Stored records:
----------
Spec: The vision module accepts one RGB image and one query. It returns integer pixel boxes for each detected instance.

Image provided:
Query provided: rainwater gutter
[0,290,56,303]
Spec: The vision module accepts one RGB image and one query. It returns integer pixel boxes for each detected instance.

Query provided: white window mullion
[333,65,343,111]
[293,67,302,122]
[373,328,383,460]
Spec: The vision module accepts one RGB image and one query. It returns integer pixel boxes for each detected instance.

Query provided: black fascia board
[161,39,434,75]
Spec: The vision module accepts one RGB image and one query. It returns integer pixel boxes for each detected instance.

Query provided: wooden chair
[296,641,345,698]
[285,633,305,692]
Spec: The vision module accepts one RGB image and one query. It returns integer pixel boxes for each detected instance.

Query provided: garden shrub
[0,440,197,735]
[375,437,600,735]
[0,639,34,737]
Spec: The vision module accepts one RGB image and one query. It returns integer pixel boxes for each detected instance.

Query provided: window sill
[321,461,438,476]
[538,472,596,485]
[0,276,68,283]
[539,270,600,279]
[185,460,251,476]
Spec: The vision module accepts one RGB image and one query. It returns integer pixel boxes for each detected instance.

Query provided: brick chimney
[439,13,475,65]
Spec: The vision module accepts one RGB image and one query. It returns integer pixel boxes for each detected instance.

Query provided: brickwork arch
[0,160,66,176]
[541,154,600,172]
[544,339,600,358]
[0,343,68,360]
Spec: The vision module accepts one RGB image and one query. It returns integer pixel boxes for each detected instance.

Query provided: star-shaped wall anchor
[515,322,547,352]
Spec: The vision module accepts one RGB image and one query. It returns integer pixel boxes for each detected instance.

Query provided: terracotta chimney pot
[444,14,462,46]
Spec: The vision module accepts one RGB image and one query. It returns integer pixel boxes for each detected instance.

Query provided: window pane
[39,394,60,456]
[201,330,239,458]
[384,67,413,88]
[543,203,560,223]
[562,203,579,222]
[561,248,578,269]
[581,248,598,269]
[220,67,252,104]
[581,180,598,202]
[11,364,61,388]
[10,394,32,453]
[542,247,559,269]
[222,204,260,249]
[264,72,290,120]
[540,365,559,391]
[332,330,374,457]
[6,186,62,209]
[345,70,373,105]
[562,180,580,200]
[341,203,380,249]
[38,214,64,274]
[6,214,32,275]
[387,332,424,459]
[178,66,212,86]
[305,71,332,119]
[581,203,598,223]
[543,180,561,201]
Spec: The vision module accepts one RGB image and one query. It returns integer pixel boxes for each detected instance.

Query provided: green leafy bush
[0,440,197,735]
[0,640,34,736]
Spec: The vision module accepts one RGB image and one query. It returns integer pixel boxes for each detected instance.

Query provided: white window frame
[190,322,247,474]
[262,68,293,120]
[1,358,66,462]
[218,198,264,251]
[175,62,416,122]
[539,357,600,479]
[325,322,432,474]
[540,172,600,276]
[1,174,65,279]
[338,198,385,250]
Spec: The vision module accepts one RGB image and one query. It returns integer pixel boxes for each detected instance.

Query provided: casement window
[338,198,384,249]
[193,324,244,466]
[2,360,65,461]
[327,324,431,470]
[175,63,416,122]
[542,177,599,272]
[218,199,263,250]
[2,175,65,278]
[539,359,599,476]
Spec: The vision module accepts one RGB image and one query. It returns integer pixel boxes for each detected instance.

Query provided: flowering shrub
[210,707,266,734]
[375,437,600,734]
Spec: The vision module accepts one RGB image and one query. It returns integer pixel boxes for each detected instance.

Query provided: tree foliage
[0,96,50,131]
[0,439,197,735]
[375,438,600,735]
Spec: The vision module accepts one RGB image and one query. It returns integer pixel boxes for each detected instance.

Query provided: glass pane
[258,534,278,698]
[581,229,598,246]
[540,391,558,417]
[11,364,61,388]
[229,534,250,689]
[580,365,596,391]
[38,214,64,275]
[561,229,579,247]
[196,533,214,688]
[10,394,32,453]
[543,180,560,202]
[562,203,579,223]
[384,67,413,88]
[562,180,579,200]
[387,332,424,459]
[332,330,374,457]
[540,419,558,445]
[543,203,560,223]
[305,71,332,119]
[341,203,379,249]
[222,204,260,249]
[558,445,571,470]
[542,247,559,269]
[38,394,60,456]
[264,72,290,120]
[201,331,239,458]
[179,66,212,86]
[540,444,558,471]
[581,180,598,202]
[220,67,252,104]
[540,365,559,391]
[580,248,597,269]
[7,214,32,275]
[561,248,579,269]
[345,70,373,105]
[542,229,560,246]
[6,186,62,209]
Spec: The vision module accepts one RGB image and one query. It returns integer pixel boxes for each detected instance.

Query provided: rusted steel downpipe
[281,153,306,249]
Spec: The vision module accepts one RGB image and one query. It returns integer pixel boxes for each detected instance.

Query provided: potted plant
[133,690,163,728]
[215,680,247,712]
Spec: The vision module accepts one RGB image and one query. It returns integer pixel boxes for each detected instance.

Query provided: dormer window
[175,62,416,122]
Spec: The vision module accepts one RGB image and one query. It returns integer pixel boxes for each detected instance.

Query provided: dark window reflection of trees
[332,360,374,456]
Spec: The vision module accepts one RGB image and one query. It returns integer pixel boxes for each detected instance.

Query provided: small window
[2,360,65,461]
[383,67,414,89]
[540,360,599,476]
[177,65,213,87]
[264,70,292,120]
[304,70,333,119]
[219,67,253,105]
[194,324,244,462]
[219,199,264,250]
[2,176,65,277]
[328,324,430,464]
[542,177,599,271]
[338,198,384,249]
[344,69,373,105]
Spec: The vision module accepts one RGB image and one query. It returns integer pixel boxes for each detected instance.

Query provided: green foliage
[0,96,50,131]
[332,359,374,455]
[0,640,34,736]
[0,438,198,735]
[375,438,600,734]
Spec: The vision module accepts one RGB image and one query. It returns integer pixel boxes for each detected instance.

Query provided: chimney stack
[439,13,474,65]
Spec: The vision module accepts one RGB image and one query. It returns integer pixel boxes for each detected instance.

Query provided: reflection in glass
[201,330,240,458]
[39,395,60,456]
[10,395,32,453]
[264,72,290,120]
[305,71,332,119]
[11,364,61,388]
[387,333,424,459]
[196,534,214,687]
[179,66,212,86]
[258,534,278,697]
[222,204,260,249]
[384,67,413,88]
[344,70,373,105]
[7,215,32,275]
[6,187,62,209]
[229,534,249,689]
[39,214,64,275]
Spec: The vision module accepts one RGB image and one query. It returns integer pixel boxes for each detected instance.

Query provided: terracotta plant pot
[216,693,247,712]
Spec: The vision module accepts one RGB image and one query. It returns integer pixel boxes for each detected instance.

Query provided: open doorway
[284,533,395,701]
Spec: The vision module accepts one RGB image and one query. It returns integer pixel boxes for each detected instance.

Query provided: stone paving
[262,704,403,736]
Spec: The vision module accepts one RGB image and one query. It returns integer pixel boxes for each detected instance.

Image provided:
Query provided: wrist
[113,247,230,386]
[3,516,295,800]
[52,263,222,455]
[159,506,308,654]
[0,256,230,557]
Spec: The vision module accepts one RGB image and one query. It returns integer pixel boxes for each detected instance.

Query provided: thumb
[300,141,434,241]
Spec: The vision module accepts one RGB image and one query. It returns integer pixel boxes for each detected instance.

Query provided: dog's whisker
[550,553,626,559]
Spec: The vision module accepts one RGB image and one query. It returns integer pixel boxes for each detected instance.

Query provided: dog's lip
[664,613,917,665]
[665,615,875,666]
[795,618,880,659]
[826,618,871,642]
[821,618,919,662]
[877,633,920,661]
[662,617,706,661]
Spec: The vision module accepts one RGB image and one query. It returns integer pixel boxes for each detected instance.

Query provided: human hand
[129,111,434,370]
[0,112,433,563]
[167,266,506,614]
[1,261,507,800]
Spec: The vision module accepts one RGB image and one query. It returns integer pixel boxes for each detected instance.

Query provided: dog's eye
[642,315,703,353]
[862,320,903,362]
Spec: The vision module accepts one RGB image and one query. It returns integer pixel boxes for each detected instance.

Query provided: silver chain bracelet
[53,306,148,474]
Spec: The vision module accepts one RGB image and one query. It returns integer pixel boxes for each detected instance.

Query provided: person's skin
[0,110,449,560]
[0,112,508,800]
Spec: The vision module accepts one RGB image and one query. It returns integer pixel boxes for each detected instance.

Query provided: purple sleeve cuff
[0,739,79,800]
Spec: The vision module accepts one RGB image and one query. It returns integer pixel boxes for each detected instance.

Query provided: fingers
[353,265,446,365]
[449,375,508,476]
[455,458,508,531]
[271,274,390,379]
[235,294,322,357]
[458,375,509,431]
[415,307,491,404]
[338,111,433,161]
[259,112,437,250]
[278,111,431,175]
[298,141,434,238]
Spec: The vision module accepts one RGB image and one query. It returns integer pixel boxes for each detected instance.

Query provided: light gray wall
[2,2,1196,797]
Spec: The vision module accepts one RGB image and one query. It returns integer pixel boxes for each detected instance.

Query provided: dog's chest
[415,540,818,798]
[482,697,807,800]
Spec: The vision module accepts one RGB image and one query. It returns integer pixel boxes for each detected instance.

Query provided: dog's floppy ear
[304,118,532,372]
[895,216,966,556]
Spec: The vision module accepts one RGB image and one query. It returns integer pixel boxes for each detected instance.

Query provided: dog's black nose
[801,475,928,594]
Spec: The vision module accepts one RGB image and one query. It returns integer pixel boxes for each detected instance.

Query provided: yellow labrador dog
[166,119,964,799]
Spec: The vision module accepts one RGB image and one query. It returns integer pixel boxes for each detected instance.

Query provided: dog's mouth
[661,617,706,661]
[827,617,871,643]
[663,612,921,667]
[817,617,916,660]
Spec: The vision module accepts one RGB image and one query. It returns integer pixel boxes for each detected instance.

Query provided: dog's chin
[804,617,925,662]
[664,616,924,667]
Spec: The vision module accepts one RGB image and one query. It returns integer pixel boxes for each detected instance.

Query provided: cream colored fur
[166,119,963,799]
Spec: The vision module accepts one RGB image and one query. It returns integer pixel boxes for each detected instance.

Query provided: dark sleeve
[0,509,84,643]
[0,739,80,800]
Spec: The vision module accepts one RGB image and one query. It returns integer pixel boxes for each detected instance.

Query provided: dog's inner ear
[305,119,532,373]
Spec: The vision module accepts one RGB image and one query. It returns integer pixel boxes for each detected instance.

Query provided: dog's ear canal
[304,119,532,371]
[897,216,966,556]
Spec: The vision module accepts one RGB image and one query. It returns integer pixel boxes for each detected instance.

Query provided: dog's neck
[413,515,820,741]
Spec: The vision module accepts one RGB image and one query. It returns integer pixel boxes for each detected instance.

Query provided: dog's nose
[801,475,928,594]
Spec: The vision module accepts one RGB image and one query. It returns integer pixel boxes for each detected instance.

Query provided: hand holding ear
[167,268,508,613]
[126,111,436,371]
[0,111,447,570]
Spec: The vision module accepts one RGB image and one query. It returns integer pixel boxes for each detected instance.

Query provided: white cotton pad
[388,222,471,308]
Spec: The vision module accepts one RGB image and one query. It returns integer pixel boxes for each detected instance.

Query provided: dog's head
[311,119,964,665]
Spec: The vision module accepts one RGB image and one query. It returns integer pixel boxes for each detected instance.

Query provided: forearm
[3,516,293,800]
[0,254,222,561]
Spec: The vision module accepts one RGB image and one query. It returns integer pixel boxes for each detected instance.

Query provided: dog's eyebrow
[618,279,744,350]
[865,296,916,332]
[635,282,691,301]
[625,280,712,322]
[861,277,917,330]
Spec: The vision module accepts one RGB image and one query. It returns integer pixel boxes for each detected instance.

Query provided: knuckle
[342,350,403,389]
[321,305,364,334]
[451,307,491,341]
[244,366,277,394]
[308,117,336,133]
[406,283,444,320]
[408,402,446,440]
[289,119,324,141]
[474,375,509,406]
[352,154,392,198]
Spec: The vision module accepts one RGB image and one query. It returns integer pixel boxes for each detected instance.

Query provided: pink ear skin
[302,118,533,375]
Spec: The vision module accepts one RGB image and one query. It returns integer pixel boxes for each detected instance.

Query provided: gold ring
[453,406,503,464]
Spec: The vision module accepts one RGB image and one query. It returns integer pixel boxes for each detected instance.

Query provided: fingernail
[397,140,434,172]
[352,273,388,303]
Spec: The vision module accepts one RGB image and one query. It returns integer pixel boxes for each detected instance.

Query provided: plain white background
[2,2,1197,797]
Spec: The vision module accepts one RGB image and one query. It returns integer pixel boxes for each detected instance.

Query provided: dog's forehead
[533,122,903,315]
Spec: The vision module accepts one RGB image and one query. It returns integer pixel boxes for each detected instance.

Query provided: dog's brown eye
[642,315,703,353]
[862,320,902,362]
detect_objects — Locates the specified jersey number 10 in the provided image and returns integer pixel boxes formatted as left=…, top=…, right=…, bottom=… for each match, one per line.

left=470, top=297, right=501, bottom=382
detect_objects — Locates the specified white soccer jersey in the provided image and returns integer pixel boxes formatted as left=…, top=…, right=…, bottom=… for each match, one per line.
----------
> _Task item_
Please transcribe exactly the line containing "detect_objects — Locates the specified jersey" and every line after it to the end of the data, and no other lines.

> _Response_
detect_objects — Locates the specified jersey number 10 in the provided image and returns integer pixel boxes formatted as left=…, top=…, right=…, bottom=… for each match, one per line.

left=470, top=297, right=501, bottom=382
detect_objects — Locates the specified white soccer jersey in the provided image and returns integer pixel boxes formatted as left=…, top=…, right=…, bottom=… for each match, one per line.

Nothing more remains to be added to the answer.